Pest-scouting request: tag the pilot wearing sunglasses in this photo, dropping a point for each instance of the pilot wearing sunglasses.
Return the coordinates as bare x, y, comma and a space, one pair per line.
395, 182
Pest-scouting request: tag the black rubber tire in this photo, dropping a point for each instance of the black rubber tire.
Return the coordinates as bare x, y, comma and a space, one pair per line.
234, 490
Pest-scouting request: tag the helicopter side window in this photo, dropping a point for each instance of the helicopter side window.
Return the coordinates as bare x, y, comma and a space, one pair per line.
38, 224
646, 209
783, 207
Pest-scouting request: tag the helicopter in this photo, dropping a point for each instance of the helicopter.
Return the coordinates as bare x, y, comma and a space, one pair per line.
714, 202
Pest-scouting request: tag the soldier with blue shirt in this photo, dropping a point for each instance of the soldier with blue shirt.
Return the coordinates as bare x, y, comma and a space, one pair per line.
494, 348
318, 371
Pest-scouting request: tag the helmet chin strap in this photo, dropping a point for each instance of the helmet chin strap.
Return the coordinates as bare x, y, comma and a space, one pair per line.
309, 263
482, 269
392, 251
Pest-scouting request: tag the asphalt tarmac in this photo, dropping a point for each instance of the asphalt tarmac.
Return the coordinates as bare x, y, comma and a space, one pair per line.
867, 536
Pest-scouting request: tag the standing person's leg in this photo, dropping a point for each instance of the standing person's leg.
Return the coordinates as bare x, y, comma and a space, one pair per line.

──────────

**Task requirements**
Can you output all of the records above verbatim, every line in its original order, with nothing changed, added, or left out?

**Right answer**
Pest-scouting request: tag the pilot wearing sunglasses in this photo, dropping a point for each instance of the pilot wearing sunglasses.
Return the coordinates as bare x, y, comma and a space, one pair per line.
395, 182
Pest-scouting request: tag the black rubber tire in this photo, dropping a point for each instance of the black rubber tire.
Return the coordinates as bare x, y, comma and a space, one pair per line.
234, 490
Pest-scouting request: tag the helicopter side window in this photo, dropping a point for each instance of the helicopter side window.
Return the coordinates as bare x, y, comma and a space, one pair per line.
38, 224
646, 209
783, 207
Pest-scouting request: tag the helicopter in this photo, dropping a point for each instance of the helicopter.
Return the coordinates as bare x, y, comma and a space, one pair per line.
714, 202
Pest-scouting request: tag the soldier with blue shirt in this photo, dropping a point for each instance of the soldier with blue shirt.
Return the coordinates as bare x, y, comma and a space, one pair per line.
494, 348
318, 371
Pest-scouting request: tag the helmet chin strap in this photo, dropping a point for each instance of the helmet chin strap.
Return the coordinates as bare x, y, comma and a space, one pair per line.
309, 263
482, 269
392, 251
Pest-scouting request: tag the asphalt tarmac in this photo, dropping a point for each instance of the asphalt tarmac.
Return the coordinates as bare x, y, comma and a space, one pair per line.
867, 536
Pest-scouting request: tag the standing person's leg in this photo, dropping a point for each instance of the standing person's leg.
Return the coordinates as bare x, y, comma and a space, one pair per line.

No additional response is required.